Select each line in the lines below that contains the word "colored", matching case exactly.
[Begin Data for processing]
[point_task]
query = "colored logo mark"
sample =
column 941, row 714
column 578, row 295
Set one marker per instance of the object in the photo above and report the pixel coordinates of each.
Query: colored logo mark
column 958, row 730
[End Data for processing]
- [Exercise result]:
query = "colored logo mark"
Query: colored logo mark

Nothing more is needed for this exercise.